Problem 1 — In the thread below about the Slade Castle management company, which website does shesells recommend to owners?
Problem 2 — Give every username that appears as a post author in the Slade Castle thread below, each once, in order of first appearance.

Document text —
# Proplems with "Wiltshire" mangement co/agent(?) appointed at Slade Castle in Saggart?



## L ola (3 Jul 2009)

Hi, 

Is there anyone else having problems with the management company appointed at Slade Castle in Saggart?


----------



## shesells (3 Jul 2009)

*Re: Management company in Saggart*

Management agent?


----------



## remey (7 Jul 2009)

*Re: Management company in Saggart*

My friend lives there and I think the manaement fee was in or around €550 this year. An awful lot cheaper than carrigmore and carrig court where its more than double that. 
Do you know how much the mgmt agency get paid? I'm not sure.


----------



## L ola (9 Jul 2009)

*Re: Management company in Saggart*

The fees were over 1000 this year. I live at the end of the block and below me is all the left over building materials etc. Its pretty bad. This is my THIRD year to pay and up until Feb I lived in a building site? I just dont see how they were getting away with it


----------



## mf1 (9 Jul 2009)

*Re: Management company in Saggart*

Sorry - who is getting away with what?

Have you engaged with the management company? Attended meetings? Asked about changing managing agents? 

It really is up to individual owners to get involved. 

mf


----------



## L ola (9 Jul 2009)

*Re: Management company in Saggart*

Yes Ive been on to them but to no avail. I just wanted to know if anyone else had any problems and if they were dealt with


----------



## shesells (9 Jul 2009)

*Re: Management company in Saggart*

Guys as mf says, you don't seem to know the difference between management company and management agent. As owners you are members of the management company and that brings rights and responsibilities. Check out www.apartmentowners.ie for some very helpful information. Or do a search on here, situations like yours are very common.


----------



## mariec (10 Jul 2009)

Supplied material —
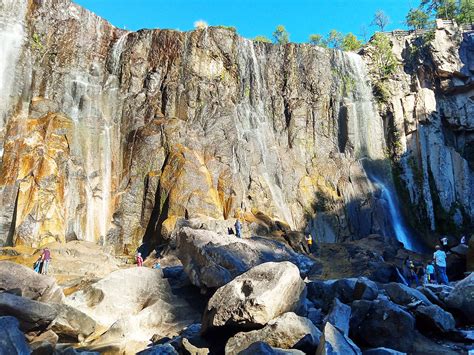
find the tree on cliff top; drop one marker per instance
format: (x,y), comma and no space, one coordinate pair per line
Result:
(351,43)
(417,19)
(380,20)
(262,39)
(281,35)
(318,40)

Result 1 — www.apartmentowners.ie

Result 2 — L ola, shesells, remey, mf1, mariec